Source extract:
>>>>

Monday, September 28, 2009

25 Days... and Counting

Lapsang Souchong tea in the New York skyline mug, the ticking of the clock (how appropriate!) for morning music. Siyeh Glass Resource Center opens in 25 days. We are still in mid-construction on the hotshop equipment and haven't started the beadmaking classroom or the retail space. Today I finish creating my order form for Bullseye (a spreadsheeting I will go, a spreadsheeting I will go, heigh ho the merry-o, a spreadsheeting I will go!) and finish filling it in to see what my damages are from my initial order. They will not, I am sure, be... small.

Over the weekend I registered a new domain for the resource center website--siyehglass.com. I have decided to follow Bullseye's model and keep separate the websites for Siyeh Studio and Siyeh Glass. I had really wanted to have just one website, but I couldn't figure out how to meld all the news from the studio site (new galleries, new work, etc.) with all in the info from the resource center site (classes, items for sale, now items, book info, etc.) and get them to mind their elbows as they jostled for prominence on the front page. So I looked to others in the glass world who have the same dilemma to see their solutions. As I was afraid, the ones who are artists with a thriving resource center business either have great resource center websites or great art studio websites. I didn't find a good example of both. Keeping everything up-to-date will clearly be an issue.

Then I went back for another look at the Bullseye Glass and Bullseye Gallery sites, and it all just became clear in my mind. Each of my sites needs its own clean, crisp presence, but they also need to feel connected, linked, related--two parts of a whole instead of two different sites. Oh I don't plan to use the same layout template for both, but they should both have similar logos, similar background colors, font and layout. If you look at the Bullseye sites, they both have white backgrounds and grey text/image boxes, and they both convey the same clean, modern, complete yet minimalist impression. Both sites feel up-to-date and complete--understandable as they are maintained by someone whose job it is to maintain them--not, as in my case, to maintain them, run the store, teach classes and make the production work...

<<<<

Supplied material:
>>>>

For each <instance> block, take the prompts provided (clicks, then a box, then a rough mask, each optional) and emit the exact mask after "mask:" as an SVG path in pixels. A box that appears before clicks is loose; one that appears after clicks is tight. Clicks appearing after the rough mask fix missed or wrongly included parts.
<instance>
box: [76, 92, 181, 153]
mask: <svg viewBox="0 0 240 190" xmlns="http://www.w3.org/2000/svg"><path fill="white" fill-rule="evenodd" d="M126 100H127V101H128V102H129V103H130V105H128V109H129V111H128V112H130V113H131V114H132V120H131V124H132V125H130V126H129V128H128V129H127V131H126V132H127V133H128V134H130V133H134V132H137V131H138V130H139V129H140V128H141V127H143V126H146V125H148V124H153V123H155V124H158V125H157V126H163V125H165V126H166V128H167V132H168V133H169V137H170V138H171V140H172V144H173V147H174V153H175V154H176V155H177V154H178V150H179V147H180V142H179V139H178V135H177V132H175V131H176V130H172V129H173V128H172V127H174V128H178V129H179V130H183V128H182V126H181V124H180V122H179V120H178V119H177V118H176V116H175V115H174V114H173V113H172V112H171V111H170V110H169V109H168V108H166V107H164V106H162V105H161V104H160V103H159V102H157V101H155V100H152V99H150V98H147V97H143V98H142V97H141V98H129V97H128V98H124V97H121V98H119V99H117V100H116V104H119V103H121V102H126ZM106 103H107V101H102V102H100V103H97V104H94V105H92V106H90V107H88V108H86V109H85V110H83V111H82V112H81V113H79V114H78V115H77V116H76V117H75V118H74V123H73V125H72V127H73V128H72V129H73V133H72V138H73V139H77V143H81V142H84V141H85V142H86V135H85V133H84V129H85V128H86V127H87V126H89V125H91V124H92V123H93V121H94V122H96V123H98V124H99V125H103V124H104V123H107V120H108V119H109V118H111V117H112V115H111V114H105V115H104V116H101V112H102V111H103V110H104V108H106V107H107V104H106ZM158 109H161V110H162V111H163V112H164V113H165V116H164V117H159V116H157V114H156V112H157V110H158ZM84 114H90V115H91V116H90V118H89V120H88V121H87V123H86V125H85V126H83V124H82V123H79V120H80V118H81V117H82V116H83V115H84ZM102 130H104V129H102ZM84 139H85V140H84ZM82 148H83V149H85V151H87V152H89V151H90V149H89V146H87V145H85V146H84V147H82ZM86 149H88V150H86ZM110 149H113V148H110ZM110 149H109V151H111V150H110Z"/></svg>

<<<<

Exercises:
1. Summarize the blog post about Siyeh Glass in two sentences.
2. In the blog post about Siyeh Glass, what domain did the writer register over the weekend?
3. Resume the blog post about Siyeh Glass from the point at which it stops.
The listing bears no relation to the blog post about Siyeh Glass.

Responses per task:
1. Siyeh Glass Resource Center opens in 25 days, yet the hotshop equipment is still being built, the beadmaking classroom and retail space have not been started, and the writer must finish an order form for Bullseye. After registering siyehglass.com and looking again at the Bullseye sites, the writer decided that Siyeh Studio and Siyeh Glass should have separate websites that still feel connected through similar logos, background colors, font and layout.

2. siyehglass.com

3.
Oh this cold is taking a toll on both my writing and concentration abilities! But I will try to persevere through the rest of this post. Apologies in advance if it is more disjointed and makes less sense than usual.

As I surfed the templates at RocketTheme (they make great Joomla templates--I used a RocketTheme template for my Siyeh Studio site when I redid it a couple of years ago), I was initially seduced by Moxy--the template for September 2009. It's colorful, sexy, and sings to me in the same way the Dimensions template did when I got it. But this morning I came to my senses. Yes, it's beautiful and sophisticated, but it's not really the best match for a storefront site--even though it has the new QuickCart integration. A much better option would seem to be Mynxx... and that's enough geeking out on website stuff for the morning. I am in full Shiny Rock Syndrome (if you open that link you'll have to scroll to the bottom to get to the salient bit) and am going to have to rein myself in hard to get through the next 25 days intact and on time.

Now off to Commerce to get metal work!

1 comment:

Bill said...

Work, work, work.

You have to make thousands of dollars a year!